_What to do_:
1 > Select every line of the listing that contains the word "exposed". Case counts.
2 > Extend the computer tomography scanner patent text, continuing from its final sentence.

EP0365084A1

EP0365084A1 - Computer tomography scanner with a tomosynthetic scanogram

Info

Publication number: EP0365084A1
Application number: EP89202578A
Authority: EP
Inventors: Willem Peter Van Der Brug; Jan Timmer; Petrus Nicolaas Joseph Vis
Original assignee: Philips Gloeilampenfabrieken NV; Koninklijke Philips Electronics NV
Current assignee: Koninklijke Philips NV
Priority date: 1988-10-18
Filing date: 1989-10-12
Publication date: 1990-04-25
Also published as: US5060246A; JPH02156931A; IL91998A0; NL8802556A

Abstract

In a computer tomography device comprising an X-ray tube having an elongate anode across which a focus can be displaced, a tomosynthetic scanogram can be formed by correctly shifting the profiles measured in the various source positions with respect to one another, followed by superposition. Parts of the object which are situated in a selected layer are thus emphasized in an image, parts of the object which are situated outside the selected layer being blurred. An important additional advantage consists in that the permissible power to be applied to the X-ray source may be higher. Furthermore, a scanogram thus obtained is not necessarily disturbed by the failure of one or more detectors.

_Data for this task_:
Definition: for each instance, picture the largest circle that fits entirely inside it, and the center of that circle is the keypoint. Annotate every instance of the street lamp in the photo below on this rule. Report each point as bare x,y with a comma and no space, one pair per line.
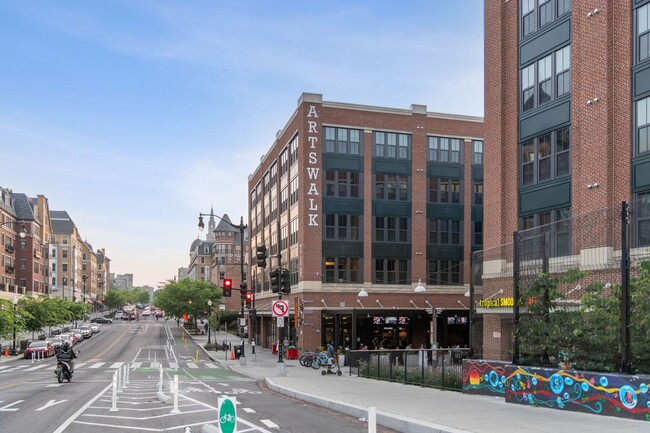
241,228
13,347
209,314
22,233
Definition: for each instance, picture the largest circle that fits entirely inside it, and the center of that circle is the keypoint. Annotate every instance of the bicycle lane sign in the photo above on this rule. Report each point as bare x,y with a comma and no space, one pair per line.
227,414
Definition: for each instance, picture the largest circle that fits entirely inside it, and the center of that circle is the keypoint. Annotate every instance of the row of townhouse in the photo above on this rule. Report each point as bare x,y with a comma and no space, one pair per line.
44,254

---

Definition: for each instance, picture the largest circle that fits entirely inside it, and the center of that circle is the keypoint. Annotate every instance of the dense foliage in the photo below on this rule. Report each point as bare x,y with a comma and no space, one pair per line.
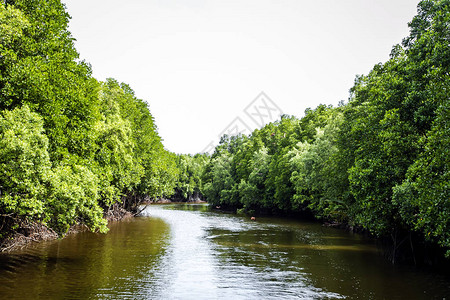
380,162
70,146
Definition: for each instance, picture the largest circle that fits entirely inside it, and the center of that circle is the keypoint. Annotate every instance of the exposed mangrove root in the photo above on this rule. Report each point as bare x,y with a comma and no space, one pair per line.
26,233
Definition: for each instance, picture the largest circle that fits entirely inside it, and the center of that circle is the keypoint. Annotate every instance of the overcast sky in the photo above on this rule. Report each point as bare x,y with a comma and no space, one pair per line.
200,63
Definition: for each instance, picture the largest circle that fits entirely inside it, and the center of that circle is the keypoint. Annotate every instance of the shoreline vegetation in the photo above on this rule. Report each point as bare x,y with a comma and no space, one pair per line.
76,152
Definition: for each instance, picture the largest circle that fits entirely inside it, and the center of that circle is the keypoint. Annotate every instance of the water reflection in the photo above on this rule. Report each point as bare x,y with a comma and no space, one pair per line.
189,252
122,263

...

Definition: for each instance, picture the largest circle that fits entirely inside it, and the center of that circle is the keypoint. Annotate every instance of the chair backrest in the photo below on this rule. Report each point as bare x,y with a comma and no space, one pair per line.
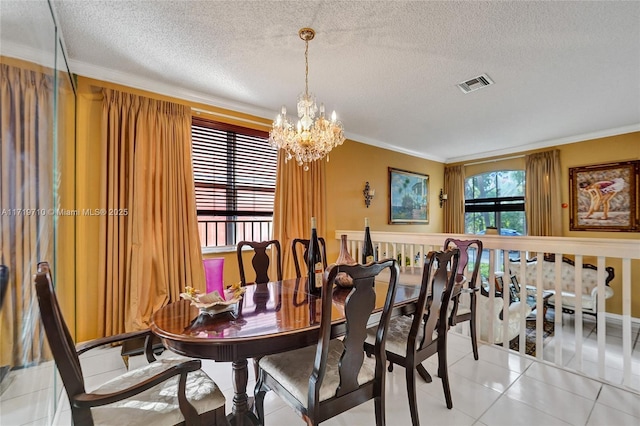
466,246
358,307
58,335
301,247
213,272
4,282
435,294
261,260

_Expected answers_:
1 >
Definition: for each instance, picture the largest circle that fits entirely inside it, and the center of that circle is the keypoint. Annotate every instance of the exposed mangrove root in the photo above on this rule. Report each point as bare x,y with a comma and no space, one pair per line.

2 >
Description

The invention relates to a computer tomography device for determining a radiation absorption distribution in a transverse slice of an object, which device comprises an X-ray source and detector means for irradiating the object from a plurality of different directions and for detecting the radiation having passed the object, and also comprises an object carrier and displacement means for displacing the object and the object carrier in a direction transversely of the irradiation direction of the X-ray source.
A computer tomography device of this kind is known from German Patent Application 26 13 809. Via the object carrier, the object is displaced transversely of the irradiation direction of the radiation source by the displacement means, the radiation source and the detector means occupying a stationary position, in order to obtain a two-dimensional shadow image of the object. This two-dimensional shadow image enables the determination of position of an object slice for which an absorption distribution is to be determined. Such a two-dimensional shadow image is referred to as a scanogram hereinafter. Like any other shadow image formed by means of a conventional X-ray apparatus, a scanogram has the drawback that the various parts of an object, situated above one another when looking in the direction from the detector to the X-ray source, are imaged in a superposed fashion in a shadow image. As a result, one part of the object may completely mask another part of the object. Due to such masking, the scanogram fails to offer sufficient information for making a slice image of the object in the desired location.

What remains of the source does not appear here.